> Source data:
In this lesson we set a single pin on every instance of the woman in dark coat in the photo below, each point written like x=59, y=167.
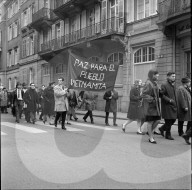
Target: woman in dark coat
x=49, y=103
x=134, y=110
x=151, y=103
x=184, y=104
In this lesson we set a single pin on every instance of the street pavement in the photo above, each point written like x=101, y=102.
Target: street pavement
x=88, y=156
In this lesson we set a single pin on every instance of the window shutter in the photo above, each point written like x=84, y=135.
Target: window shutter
x=97, y=18
x=66, y=30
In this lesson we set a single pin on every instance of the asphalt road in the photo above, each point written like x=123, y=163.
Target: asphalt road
x=90, y=156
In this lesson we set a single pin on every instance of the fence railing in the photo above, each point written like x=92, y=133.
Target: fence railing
x=170, y=8
x=110, y=26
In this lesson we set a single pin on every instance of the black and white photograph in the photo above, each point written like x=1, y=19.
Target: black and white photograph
x=95, y=94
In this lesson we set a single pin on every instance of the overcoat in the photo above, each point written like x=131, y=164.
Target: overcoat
x=134, y=110
x=90, y=100
x=31, y=99
x=4, y=98
x=184, y=101
x=169, y=110
x=111, y=104
x=61, y=101
x=49, y=101
x=151, y=102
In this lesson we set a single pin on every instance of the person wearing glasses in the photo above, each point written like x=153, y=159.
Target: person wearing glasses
x=32, y=100
x=61, y=102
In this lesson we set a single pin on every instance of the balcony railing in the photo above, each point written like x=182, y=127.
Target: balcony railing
x=171, y=8
x=43, y=13
x=107, y=27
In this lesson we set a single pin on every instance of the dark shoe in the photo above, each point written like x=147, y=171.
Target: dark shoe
x=153, y=142
x=140, y=133
x=169, y=137
x=155, y=133
x=186, y=138
x=161, y=132
x=181, y=133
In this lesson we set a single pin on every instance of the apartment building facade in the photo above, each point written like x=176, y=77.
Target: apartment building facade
x=134, y=32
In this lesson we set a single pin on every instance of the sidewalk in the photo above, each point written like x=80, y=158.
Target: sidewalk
x=120, y=115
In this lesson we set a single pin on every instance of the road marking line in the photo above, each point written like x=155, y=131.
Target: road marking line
x=72, y=129
x=94, y=126
x=28, y=129
x=2, y=133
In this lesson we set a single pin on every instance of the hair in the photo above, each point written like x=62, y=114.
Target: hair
x=170, y=73
x=151, y=73
x=61, y=78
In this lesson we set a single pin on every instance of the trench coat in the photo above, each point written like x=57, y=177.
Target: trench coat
x=49, y=101
x=89, y=99
x=134, y=110
x=169, y=110
x=4, y=98
x=31, y=99
x=61, y=100
x=151, y=104
x=111, y=104
x=184, y=101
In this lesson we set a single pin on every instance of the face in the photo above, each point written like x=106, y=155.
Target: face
x=60, y=81
x=172, y=77
x=32, y=86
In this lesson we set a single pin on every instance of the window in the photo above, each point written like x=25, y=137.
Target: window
x=144, y=60
x=59, y=69
x=46, y=70
x=115, y=57
x=146, y=8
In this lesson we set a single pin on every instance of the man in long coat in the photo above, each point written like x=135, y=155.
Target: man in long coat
x=61, y=102
x=184, y=106
x=111, y=105
x=168, y=105
x=32, y=100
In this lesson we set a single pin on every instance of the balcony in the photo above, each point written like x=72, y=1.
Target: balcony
x=99, y=30
x=173, y=11
x=68, y=8
x=43, y=19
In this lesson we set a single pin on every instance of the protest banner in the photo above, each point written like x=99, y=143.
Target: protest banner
x=89, y=75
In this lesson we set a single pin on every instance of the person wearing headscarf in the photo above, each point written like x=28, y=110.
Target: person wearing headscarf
x=151, y=103
x=184, y=107
x=168, y=105
x=135, y=110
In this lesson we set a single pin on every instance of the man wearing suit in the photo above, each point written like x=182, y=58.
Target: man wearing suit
x=168, y=105
x=17, y=101
x=61, y=102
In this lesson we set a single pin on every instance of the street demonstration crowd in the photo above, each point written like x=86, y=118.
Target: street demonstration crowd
x=148, y=104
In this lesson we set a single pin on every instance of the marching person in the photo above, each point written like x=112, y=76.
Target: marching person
x=135, y=109
x=89, y=98
x=151, y=103
x=25, y=110
x=17, y=101
x=41, y=101
x=32, y=101
x=111, y=106
x=61, y=102
x=49, y=103
x=184, y=105
x=168, y=105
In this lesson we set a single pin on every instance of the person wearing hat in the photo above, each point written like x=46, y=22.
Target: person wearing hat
x=168, y=105
x=17, y=101
x=184, y=106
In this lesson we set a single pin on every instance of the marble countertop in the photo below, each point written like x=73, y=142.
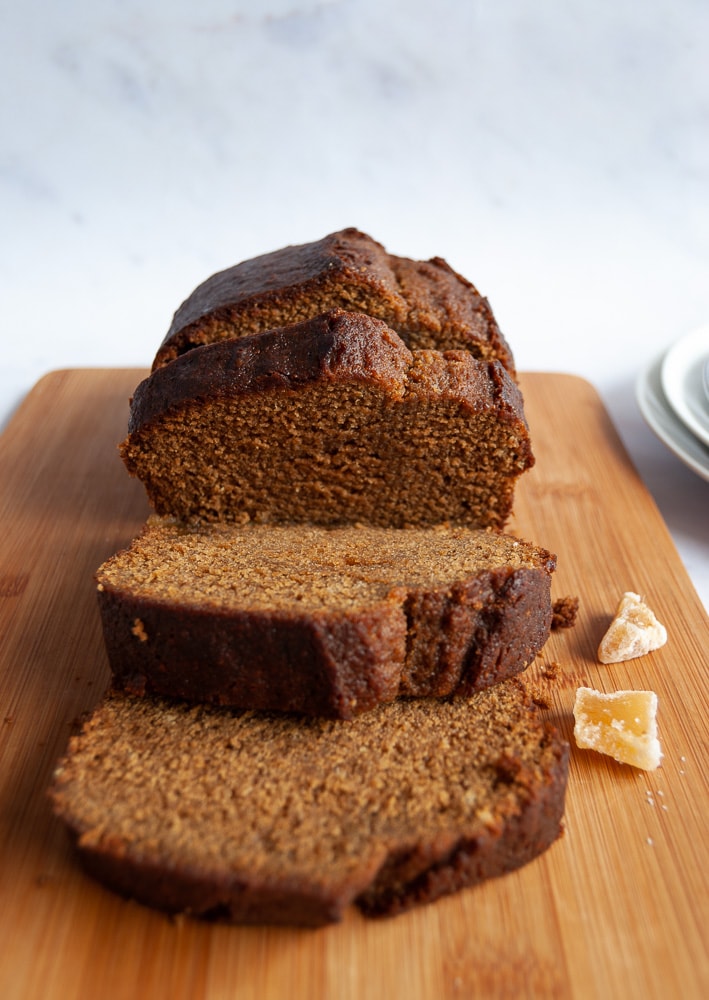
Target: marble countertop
x=557, y=154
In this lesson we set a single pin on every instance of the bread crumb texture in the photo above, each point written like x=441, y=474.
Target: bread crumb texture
x=304, y=567
x=633, y=632
x=275, y=799
x=622, y=725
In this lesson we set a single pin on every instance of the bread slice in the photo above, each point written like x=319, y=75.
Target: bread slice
x=266, y=818
x=321, y=621
x=331, y=421
x=426, y=302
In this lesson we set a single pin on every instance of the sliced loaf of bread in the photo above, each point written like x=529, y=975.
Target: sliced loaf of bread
x=321, y=621
x=331, y=421
x=426, y=302
x=262, y=818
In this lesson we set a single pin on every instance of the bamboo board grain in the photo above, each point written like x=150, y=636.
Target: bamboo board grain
x=618, y=907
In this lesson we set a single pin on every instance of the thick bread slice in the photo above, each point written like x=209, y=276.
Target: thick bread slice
x=332, y=421
x=322, y=621
x=258, y=818
x=426, y=302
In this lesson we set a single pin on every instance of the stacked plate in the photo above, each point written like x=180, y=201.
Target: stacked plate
x=673, y=396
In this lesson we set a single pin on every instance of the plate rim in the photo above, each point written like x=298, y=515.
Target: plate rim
x=669, y=429
x=682, y=366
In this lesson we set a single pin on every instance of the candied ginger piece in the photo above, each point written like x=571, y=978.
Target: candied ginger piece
x=633, y=632
x=622, y=725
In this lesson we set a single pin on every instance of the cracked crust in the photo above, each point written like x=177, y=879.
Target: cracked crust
x=427, y=303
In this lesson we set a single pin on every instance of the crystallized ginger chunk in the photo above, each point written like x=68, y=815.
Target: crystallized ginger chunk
x=622, y=725
x=633, y=632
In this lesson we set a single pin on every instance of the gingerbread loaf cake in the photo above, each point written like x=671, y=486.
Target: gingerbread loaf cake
x=331, y=421
x=326, y=622
x=428, y=304
x=270, y=818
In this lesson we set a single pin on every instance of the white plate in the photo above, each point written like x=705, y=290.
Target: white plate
x=682, y=377
x=665, y=423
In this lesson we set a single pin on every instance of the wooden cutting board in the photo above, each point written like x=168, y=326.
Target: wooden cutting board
x=616, y=908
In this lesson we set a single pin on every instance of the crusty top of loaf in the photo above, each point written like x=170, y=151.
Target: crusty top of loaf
x=329, y=421
x=429, y=304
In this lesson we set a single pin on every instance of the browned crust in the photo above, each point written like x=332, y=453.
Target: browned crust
x=452, y=640
x=420, y=875
x=336, y=346
x=426, y=302
x=397, y=877
x=338, y=352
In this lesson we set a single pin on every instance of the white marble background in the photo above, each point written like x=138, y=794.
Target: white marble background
x=557, y=153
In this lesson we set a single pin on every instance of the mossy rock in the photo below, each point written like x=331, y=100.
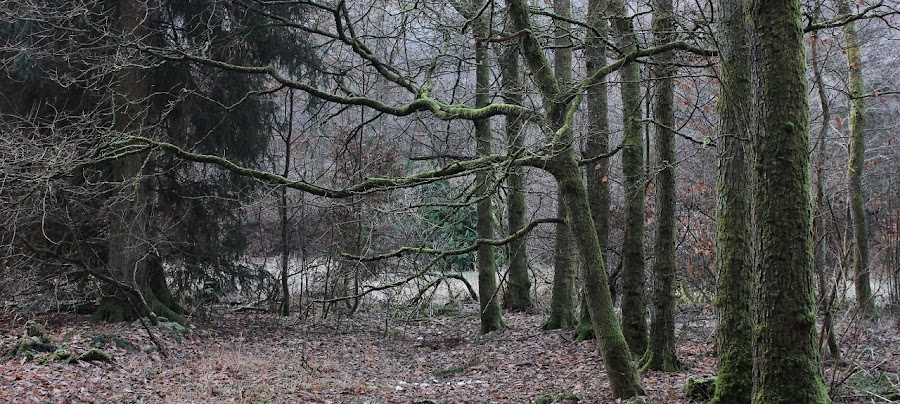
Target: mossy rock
x=173, y=326
x=700, y=389
x=561, y=398
x=101, y=341
x=111, y=310
x=95, y=355
x=60, y=355
x=33, y=344
x=35, y=329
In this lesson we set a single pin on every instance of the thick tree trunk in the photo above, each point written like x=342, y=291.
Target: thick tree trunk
x=597, y=174
x=486, y=258
x=140, y=284
x=518, y=289
x=785, y=352
x=634, y=310
x=855, y=167
x=733, y=210
x=660, y=353
x=562, y=304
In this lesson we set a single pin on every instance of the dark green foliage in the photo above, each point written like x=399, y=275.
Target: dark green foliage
x=196, y=223
x=454, y=225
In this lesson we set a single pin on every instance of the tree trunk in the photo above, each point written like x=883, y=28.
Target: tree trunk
x=597, y=174
x=487, y=271
x=139, y=291
x=283, y=213
x=785, y=354
x=733, y=210
x=619, y=366
x=562, y=304
x=518, y=289
x=634, y=311
x=819, y=230
x=855, y=167
x=660, y=353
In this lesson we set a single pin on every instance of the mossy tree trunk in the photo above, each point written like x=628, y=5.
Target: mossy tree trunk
x=140, y=288
x=634, y=310
x=518, y=289
x=660, y=354
x=734, y=261
x=855, y=167
x=562, y=303
x=786, y=366
x=491, y=318
x=597, y=143
x=619, y=365
x=819, y=230
x=285, y=308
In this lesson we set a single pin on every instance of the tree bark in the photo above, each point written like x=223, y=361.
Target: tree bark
x=141, y=284
x=562, y=304
x=619, y=365
x=597, y=174
x=634, y=311
x=785, y=353
x=733, y=210
x=855, y=167
x=660, y=354
x=283, y=214
x=819, y=230
x=518, y=289
x=489, y=302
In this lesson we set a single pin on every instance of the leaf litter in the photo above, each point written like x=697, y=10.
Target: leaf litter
x=367, y=358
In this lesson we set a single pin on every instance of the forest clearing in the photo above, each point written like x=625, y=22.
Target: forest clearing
x=261, y=358
x=517, y=201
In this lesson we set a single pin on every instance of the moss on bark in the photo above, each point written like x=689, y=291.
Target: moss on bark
x=597, y=144
x=518, y=290
x=785, y=345
x=660, y=354
x=634, y=309
x=562, y=305
x=491, y=318
x=855, y=166
x=734, y=259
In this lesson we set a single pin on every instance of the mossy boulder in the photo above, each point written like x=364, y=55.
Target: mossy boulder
x=95, y=355
x=700, y=389
x=60, y=355
x=36, y=330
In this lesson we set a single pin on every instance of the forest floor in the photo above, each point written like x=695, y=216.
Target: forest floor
x=369, y=358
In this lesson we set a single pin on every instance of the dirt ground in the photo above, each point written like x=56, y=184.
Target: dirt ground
x=374, y=358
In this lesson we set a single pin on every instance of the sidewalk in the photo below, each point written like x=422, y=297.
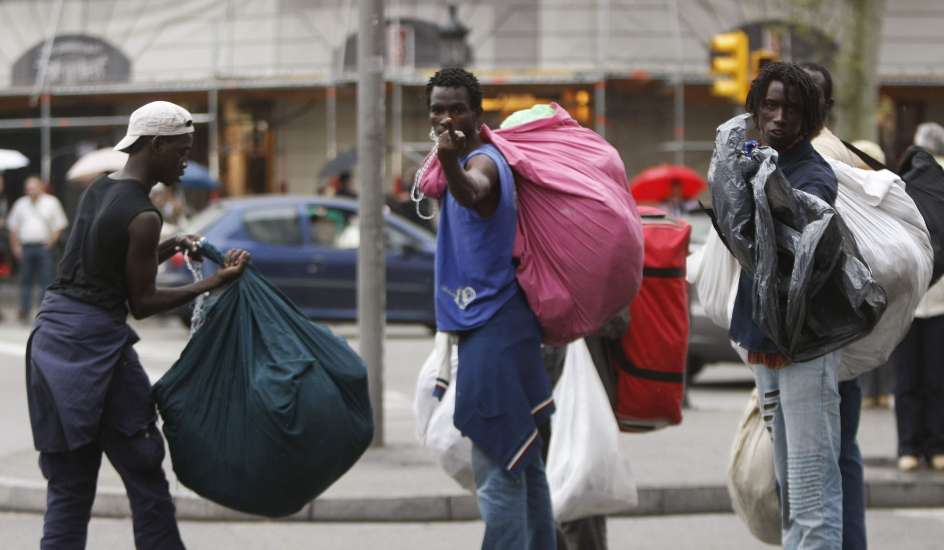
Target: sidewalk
x=679, y=470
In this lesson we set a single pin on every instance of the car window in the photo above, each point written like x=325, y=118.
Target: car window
x=332, y=227
x=279, y=226
x=338, y=228
x=202, y=221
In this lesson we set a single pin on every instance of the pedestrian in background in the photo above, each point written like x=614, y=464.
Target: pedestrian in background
x=5, y=260
x=503, y=393
x=799, y=401
x=850, y=392
x=919, y=384
x=36, y=221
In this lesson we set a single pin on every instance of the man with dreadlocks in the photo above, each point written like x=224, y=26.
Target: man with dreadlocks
x=800, y=401
x=502, y=394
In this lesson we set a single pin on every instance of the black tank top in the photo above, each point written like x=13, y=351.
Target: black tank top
x=92, y=269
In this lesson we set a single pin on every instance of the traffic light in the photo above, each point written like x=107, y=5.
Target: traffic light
x=759, y=58
x=730, y=61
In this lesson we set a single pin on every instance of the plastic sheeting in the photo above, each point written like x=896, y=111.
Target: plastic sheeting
x=894, y=241
x=813, y=292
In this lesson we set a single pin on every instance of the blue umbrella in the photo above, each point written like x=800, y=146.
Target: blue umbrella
x=196, y=176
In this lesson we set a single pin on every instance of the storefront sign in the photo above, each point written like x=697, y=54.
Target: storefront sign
x=75, y=59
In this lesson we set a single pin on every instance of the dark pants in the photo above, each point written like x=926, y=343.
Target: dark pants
x=35, y=267
x=919, y=388
x=72, y=478
x=850, y=466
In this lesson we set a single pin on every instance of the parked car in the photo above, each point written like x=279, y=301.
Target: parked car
x=307, y=247
x=707, y=342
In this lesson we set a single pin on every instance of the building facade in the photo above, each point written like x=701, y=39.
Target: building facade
x=273, y=82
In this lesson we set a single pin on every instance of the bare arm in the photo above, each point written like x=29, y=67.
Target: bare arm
x=144, y=298
x=473, y=186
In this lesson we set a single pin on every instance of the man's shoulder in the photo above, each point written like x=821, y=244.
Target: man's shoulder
x=820, y=168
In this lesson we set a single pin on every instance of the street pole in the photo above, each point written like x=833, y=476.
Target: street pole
x=679, y=89
x=857, y=69
x=371, y=300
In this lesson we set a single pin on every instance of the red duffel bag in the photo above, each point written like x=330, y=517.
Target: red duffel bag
x=651, y=369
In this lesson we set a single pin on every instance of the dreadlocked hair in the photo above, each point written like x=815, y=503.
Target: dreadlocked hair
x=457, y=78
x=794, y=79
x=827, y=78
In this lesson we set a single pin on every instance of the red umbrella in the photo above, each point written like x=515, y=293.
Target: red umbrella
x=656, y=184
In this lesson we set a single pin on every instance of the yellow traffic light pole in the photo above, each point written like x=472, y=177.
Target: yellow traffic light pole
x=732, y=64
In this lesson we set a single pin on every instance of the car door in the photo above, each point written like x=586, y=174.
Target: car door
x=273, y=235
x=409, y=276
x=331, y=235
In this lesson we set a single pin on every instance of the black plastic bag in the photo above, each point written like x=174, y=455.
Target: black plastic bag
x=813, y=292
x=264, y=410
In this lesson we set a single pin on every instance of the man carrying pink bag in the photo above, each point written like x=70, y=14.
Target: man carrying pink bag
x=578, y=244
x=539, y=239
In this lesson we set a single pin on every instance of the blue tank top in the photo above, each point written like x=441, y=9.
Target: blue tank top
x=475, y=275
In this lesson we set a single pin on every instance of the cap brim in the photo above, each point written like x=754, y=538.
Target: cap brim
x=125, y=142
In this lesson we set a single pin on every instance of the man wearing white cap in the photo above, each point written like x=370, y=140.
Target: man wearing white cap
x=87, y=392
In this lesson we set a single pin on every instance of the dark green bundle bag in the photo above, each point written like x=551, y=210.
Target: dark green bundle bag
x=264, y=409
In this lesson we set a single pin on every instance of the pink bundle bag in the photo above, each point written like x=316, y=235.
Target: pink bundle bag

> What is needed: Print exactly the lines from the first line of the records above through the line containing "like x=153, y=159.", leaving out the pictures.

> Response:
In this lesson we set a single pin on every instance of the woman in dark coat in the photo below, each point written like x=59, y=167.
Target: woman in dark coat
x=49, y=103
x=134, y=110
x=151, y=103
x=184, y=104
In this lesson we set a single pin on every instance of the street pavement in the photo above, each point written like x=101, y=102.
Target: street pavement
x=88, y=156
In this lesson we set a single pin on every instance of the window shutter in the photo above, each point written like x=84, y=135.
Target: window shutter
x=97, y=18
x=66, y=30
In this lesson we set a single pin on every instance of the asphalt road in the photo above, each point written like x=123, y=163.
Target: asphalt road
x=90, y=156
In this lesson we set a single pin on every instance of the fence railing in the photo above, each point written like x=92, y=133.
Target: fence railing
x=170, y=8
x=110, y=26
In this lesson we set a single pin on every instance of the black and white photograph in the photo above, each point written like x=1, y=19.
Target: black and white photograph
x=95, y=94
In this lesson we set a single pin on every instance of the overcoat in the photo above, each point written like x=131, y=164.
Target: overcoat
x=134, y=110
x=90, y=100
x=31, y=99
x=4, y=98
x=184, y=101
x=169, y=110
x=111, y=104
x=61, y=101
x=49, y=101
x=151, y=102
In this lesson we set a single pin on every instance of the person wearing glasses in the photo above, each point written like x=153, y=159.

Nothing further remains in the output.